» **Exercise instructions**
All of the data needs to be printed again, exactly as written.

» **Supplied information**
►

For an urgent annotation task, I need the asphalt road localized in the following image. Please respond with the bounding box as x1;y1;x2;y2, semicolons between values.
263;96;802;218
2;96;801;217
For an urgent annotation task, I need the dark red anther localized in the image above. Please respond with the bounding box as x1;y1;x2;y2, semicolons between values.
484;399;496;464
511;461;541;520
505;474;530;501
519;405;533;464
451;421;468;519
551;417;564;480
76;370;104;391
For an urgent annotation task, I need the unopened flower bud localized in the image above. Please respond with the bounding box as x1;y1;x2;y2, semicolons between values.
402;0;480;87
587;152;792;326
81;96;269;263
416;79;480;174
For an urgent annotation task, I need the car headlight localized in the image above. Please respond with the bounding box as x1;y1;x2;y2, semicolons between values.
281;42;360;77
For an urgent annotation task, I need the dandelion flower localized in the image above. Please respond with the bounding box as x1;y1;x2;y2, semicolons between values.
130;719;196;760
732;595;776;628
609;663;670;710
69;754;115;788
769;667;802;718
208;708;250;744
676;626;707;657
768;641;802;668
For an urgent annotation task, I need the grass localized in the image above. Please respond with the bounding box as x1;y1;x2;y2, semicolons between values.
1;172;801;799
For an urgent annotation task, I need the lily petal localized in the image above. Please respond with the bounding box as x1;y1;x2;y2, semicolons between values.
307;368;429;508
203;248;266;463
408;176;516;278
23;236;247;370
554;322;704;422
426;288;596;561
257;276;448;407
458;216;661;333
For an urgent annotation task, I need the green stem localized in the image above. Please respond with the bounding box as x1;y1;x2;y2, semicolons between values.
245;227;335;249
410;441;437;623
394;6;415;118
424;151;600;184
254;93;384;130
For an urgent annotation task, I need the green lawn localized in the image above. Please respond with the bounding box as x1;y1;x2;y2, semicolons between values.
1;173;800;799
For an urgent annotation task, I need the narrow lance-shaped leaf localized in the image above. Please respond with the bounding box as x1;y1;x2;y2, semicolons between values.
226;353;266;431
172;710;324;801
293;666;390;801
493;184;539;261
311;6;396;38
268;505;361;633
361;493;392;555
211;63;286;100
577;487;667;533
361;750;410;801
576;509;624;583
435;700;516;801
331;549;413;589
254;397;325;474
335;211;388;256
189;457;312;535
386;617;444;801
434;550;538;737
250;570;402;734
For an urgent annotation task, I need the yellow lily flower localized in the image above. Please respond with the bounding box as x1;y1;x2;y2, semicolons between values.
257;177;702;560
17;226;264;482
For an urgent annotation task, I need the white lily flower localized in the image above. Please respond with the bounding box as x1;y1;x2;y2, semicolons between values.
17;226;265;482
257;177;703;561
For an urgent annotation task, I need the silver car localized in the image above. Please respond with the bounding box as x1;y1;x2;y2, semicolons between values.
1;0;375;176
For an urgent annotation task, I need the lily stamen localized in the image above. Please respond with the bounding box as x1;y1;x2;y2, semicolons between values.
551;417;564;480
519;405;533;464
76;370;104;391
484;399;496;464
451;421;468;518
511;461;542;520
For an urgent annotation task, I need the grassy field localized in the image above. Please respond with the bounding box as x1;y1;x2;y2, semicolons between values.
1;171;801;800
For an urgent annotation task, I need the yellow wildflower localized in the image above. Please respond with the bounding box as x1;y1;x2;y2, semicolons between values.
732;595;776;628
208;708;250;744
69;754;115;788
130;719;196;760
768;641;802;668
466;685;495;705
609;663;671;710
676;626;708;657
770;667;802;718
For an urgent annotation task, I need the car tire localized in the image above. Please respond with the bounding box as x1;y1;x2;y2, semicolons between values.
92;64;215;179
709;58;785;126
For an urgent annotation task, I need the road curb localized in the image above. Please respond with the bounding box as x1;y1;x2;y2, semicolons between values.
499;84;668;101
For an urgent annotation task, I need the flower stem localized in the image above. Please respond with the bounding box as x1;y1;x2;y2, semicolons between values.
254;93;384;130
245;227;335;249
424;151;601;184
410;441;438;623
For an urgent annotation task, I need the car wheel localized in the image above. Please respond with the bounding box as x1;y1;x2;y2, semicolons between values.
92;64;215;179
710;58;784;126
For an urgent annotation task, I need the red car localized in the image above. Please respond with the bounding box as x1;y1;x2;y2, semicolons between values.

◄

» **Answer to this task**
For an urgent annotation task, I need the asphalt road localized in the following image. Please respond with the bounding box as x1;y1;x2;y2, semicolons between values.
263;96;802;218
2;96;801;217
For an urgent annotation task, I need the dark red anther localized in the image above. Please respond with the bounding box as x1;y1;x2;y2, semicolons between values.
484;399;496;464
511;461;541;520
505;474;530;501
519;405;533;464
451;421;468;519
551;417;564;480
76;370;104;391
For an urgent annotation task, I need the unopened flower bud localized in the image above. Please respond with the bounding box as x1;y1;x2;y2, semicolons between values.
402;0;480;87
587;152;792;326
81;96;269;263
416;79;480;174
For an urgent annotation task, I need the car headlight localized in the image above. Please respond with the bounding box as x1;y1;x2;y2, semicolons between values.
281;42;360;77
For an urgent annotation task, I need the dandelion flower localized in the image above. Please respond with the bounding box as x1;y1;x2;y2, semicolons between values.
130;719;196;760
732;595;776;628
609;663;670;710
69;754;115;788
769;667;802;718
208;708;250;744
676;626;707;657
768;641;802;668
For an urgent annotation task, I need the grass localized in the image above. Please respond with the bounding box as x1;y1;x2;y2, semicolons between values.
1;172;801;799
For an urgent annotation task, I need the lily petal localized in the image above. Please respond with the bounding box as x1;y1;x2;y2, semicolons between values.
307;368;429;508
203;248;266;463
408;176;516;278
23;236;247;370
554;322;704;422
426;288;596;561
257;276;448;407
458;216;661;333
For an urgent annotation task, I need the green stem localized in the image above. Please respond with the bounding box as x1;y1;x2;y2, semicolons between values.
245;227;335;249
410;441;437;623
394;6;415;118
424;151;600;184
254;93;384;130
For an urgent annotation task, I need the green lawn localized in the image above. Please respond with the bounding box as x1;y1;x2;y2, semicolons between values.
1;173;800;799
For an urgent annotation task, I need the narrow lance-shaped leaf localized in the image above. Please respond with the bounding box as x1;y1;x2;y2, semicolons between values.
226;353;266;431
172;710;324;801
293;666;390;801
493;184;539;261
311;6;396;38
268;505;361;633
361;493;392;555
211;63;286;100
577;487;667;533
361;750;410;801
576;509;624;583
435;700;516;801
331;549;413;589
254;397;325;474
335;211;388;256
189;457;312;535
386;617;444;801
434;550;538;737
250;570;402;734
For an urgent annotation task, I need the yellow lily flower localized in the image above. Please respond with the bounding box as x1;y1;x2;y2, semicolons between values.
257;177;702;560
17;226;264;482
For an urgent annotation task, I need the white lily flower localized in the image above. Please respond with the bounding box as x1;y1;x2;y2, semicolons between values.
17;226;265;482
257;177;703;561
For an urgent annotation task, I need the silver car localized in the image above. Please respond with the bounding box as x1;y1;x2;y2, semicolons between values.
1;0;375;176
For an urgent annotation task, I need the lily stamen localized in the image above. Please respond with the bounding box as x1;y1;x2;y2, semicolons between values.
551;417;564;480
519;405;533;464
76;370;104;391
484;399;496;464
451;421;468;518
511;461;542;520
For an urgent annotation task, I need the grassy field localized in the image above. Please respond with the bounding box as x1;y1;x2;y2, semicolons between values.
1;171;801;800
For an urgent annotation task, I need the yellow wildflower localized in the image above. Please respond with the bounding box as x1;y1;x2;y2, semicolons between values.
732;595;776;628
208;708;250;744
69;754;115;788
130;719;196;760
768;641;802;668
466;685;495;705
609;663;671;710
676;626;708;657
770;667;802;718
For an urgent annotation task, I need the car tire localized in the image above. Please respond with the bounding box as x1;y1;x2;y2, semicolons between values.
92;64;215;179
709;58;785;126
For an urgent annotation task, I need the road curb localized in the image above. Please respond with the bounding box as x1;y1;x2;y2, semicolons between values.
499;84;668;101
For an urgent annotation task, I need the flower stem localized in the image above. Please respond with the bounding box as x1;y1;x2;y2, semicolons between values.
254;93;384;130
245;227;335;249
424;151;601;184
410;441;438;623
For an urgent annotation task, I need the car wheel localized in the image above. Please respond with the bounding box as x1;y1;x2;y2, semicolons between values.
92;64;215;179
710;58;784;126
For an urgent annotation task, I need the red car localized in the image above. Please respond with the bounding box as x1;y1;x2;y2, semicolons between values.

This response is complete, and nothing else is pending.